─── Data shown ───
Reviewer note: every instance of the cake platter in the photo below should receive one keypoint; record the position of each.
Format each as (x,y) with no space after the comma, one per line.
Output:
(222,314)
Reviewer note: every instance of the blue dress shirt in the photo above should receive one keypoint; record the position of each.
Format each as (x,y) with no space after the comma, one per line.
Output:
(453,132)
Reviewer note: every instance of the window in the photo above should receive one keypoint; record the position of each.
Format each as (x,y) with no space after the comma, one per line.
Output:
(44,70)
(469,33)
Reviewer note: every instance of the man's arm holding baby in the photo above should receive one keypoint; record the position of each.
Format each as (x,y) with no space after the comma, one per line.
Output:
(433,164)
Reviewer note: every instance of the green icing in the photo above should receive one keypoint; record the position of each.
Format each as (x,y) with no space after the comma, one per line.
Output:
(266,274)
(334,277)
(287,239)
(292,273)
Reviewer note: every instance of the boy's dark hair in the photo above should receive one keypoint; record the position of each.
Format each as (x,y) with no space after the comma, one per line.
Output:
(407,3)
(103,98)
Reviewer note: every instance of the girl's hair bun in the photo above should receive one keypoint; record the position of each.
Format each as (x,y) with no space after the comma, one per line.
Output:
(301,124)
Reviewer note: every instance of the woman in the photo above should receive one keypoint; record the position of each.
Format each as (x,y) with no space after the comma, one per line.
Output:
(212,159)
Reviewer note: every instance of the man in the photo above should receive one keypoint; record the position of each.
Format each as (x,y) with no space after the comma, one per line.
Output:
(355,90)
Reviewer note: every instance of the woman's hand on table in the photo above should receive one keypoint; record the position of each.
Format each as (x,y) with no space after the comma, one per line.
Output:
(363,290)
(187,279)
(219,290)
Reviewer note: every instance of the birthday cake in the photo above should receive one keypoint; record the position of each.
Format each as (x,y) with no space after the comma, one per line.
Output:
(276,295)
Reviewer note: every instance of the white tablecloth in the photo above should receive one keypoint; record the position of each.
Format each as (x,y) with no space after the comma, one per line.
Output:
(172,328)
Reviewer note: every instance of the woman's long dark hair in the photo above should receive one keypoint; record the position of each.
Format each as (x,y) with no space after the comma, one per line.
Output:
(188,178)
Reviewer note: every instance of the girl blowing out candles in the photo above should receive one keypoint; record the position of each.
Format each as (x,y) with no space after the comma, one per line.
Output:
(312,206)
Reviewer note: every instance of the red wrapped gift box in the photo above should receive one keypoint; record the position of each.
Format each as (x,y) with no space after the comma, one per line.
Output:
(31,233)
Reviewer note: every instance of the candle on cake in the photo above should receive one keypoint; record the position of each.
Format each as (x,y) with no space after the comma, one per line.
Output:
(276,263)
───
**Your objective:**
Copy every row above word for word, with the same line breaks and punctuation.

**Reply:**
Reviewer note: every instance of the cake platter in the photo below should receive one keypoint; record the position of each.
Format each as (x,y) with no space after the comma, one per line.
Output:
(222,314)
Reviewer note: every instance of the blue dress shirt in the photo above should receive one keypoint; record the position of each.
Format each as (x,y) with no space after the comma, one per line.
Output:
(453,132)
Reviewer note: every instance of the window in the photo above should receive one keypoint; record the position of each.
Format each as (x,y) with no space after the comma, one per line.
Output:
(44,70)
(469,33)
Reviewer note: every instance of the man's arm holding baby in the photo above should receive one keypoint; record the position of each.
Format each as (x,y) with no space after the comma, one per line.
Output:
(433,164)
Reviewer note: every instance of the green icing in the photo above should receive one keypoint; record the position of each.
Format each as (x,y) with no space after the comma, one per line.
Output:
(266,274)
(334,277)
(287,239)
(292,273)
Reviewer note: every instance of the boy's dark hair in the photo above should receive one keypoint; record the position of each.
Format each as (x,y) with no space after the comma, one per line.
Output:
(407,3)
(103,98)
Reviewer note: every instance of the girl's hair bun in the photo above should receive one keypoint; record the position of each.
Format each as (x,y) with no space after the comma, one per line.
Output:
(301,124)
Reviewer note: every instance of the woman in the photo above should receive one keypoint; record the position of each.
Format each as (x,y) with no space after the comma, one per line.
Output:
(212,159)
Reviewer note: every instance of the man in the photo above should receive one keypoint; record the position of each.
Format each as (x,y) with no space after the comma, one per line.
Output:
(355,90)
Reviewer note: every instance of the woman's hand on table in the photo above should receive one keypoint; record the position of each.
Format each as (x,y) with no space after the comma, one per line.
Output:
(363,290)
(187,279)
(219,290)
Reviewer note: every instance of the birthday cake in the photo above should receive one keypoint; record the position of each.
Format each as (x,y) with no space after the comma, one per line.
Output:
(276,295)
Reviewer note: every instance of the white tablecloth in the photo above should receive one keypoint; record the position of each.
Format each as (x,y) with no space after the comma, one per line.
Output:
(172,328)
Reviewer note: every instance of the woman's long dark hair in the photo above should receive one keypoint; record the position of each.
Format each as (x,y) with no space after the comma, one per line.
Output:
(188,178)
Reviewer note: every instance of the girl blowing out candles in the photo above should receive one keypoint; record the position of each.
Format each as (x,y) with no space after the comma, one per line.
Output:
(312,206)
Reviewer note: every instance of the red wrapped gift box in the photo above should receive one keypoint; record the position of each.
Format each as (x,y) with no space after the comma, one per line.
Output:
(31,233)
Reviewer note: every instance of the candle on cake in the photo above should receive one keypoint; record the position of each.
Format each as (x,y) with no space after the comma, one per line.
Output:
(276,263)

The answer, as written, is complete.